Document:
★ ★ ★
I'm stuck with this problem:
Show that $a=11...111$ is not the sum of two perfect squares. That is to say, there are no pair of integers ($b$ , $c$) so that $b^2+c^2=a$. I think I am supposed to use equivalence classes in some way, but I do not know how to approach it.
Since $a$ is odd, $b$ and $c$ have different parity: $b$ is even and $c$ is odd, say.
Then $b^2+c^2\equiv 1\pmod 4$, but $a\equiv 3\pmod 4$.
In fact, no sum of two squares ends with $11$.
It's easy to prove that every perfect square numbers, when is divided by 4, the remainder must be 0 or 1. And now the solution is clear.
$a$ is also not the sum of three perfect squares once it ends in at least three digits (all $1$). As $1000$ is divisible by $8,$ we then have $$ a = bcdefgh111 = 1000 w + 111 \equiv 7 \pmod 8 $$
$$a = \underbrace{1111\dots11}_{n} = \sum^{n-1}_{k=0}10^k= \frac{10^{n}-1}{9} $$
$$\frac{10^{n}-2}{9} +\frac{1}{9} = $$
$$\underbrace{\left(\frac{\sqrt{10^{n} - 2}}{3}\right)^2}_{b^2}+\underbrace{\left(\frac{1}{3}\right)^2}_{c^2}= a$$ $$b, c \notin \mathbb{Z}$$
Also $a$ is not the sum of two perfect squares. $\Box$
★ ★ ★
Set exercise 1: In the sum-of-squares thread, what remainders can a perfect square leave when divided by 4?
Set exercise 2: Please retype the sum-of-squares thread from "I'm stuck with" up to and including "solution is clear.".
★ ★ ★
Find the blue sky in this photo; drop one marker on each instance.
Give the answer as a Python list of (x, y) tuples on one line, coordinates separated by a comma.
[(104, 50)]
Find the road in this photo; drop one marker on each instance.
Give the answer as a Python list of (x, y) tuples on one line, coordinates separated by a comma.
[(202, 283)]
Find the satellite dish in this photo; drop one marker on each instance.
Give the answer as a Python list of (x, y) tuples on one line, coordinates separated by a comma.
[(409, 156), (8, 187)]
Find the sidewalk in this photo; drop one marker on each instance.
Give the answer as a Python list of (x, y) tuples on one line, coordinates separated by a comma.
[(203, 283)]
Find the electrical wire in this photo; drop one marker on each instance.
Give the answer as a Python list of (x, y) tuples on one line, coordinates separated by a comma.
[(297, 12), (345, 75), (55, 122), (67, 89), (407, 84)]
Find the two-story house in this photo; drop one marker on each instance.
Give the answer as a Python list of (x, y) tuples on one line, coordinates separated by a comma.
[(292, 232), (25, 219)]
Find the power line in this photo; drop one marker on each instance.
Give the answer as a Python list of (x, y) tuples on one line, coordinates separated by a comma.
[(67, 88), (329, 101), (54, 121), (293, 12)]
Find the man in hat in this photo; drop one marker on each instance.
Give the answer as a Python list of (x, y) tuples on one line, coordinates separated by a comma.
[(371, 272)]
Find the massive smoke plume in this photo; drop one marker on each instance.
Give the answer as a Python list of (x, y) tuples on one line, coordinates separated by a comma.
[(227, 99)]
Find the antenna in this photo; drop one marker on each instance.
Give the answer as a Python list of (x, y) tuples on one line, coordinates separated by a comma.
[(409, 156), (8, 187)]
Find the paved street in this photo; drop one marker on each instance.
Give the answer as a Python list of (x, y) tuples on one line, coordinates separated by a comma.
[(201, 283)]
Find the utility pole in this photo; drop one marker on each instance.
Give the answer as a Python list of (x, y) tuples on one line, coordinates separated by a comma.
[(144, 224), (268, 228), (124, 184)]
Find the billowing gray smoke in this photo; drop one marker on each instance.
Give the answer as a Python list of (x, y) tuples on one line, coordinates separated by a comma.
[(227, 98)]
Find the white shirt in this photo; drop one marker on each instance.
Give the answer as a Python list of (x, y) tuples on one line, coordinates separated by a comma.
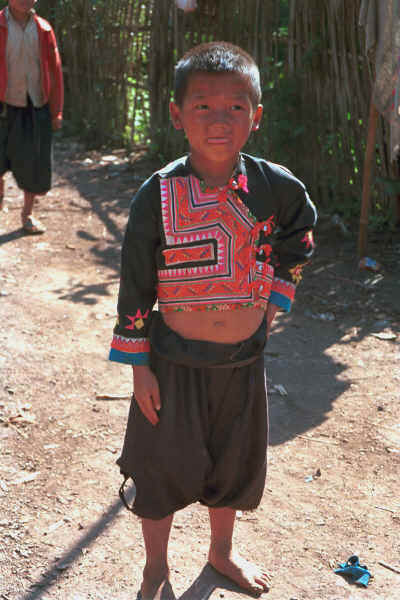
★ ★ ★
Full solution 1: 0 or 1

Full solution 2:
I'm stuck with this problem:
Show that $a=11...111$ is not the sum of two perfect squares. That is to say, there are no pair of integers ($b$ , $c$) so that $b^2+c^2=a$. I think I am supposed to use equivalence classes in some way, but I do not know how to approach it.
Since $a$ is odd, $b$ and $c$ have different parity: $b$ is even and $c$ is odd, say.
Then $b^2+c^2\equiv 1\pmod 4$, but $a\equiv 3\pmod 4$.
In fact, no sum of two squares ends with $11$.
It's easy to prove that every perfect square numbers, when is divided by 4, the remainder must be 0 or 1. And now the solution is clear.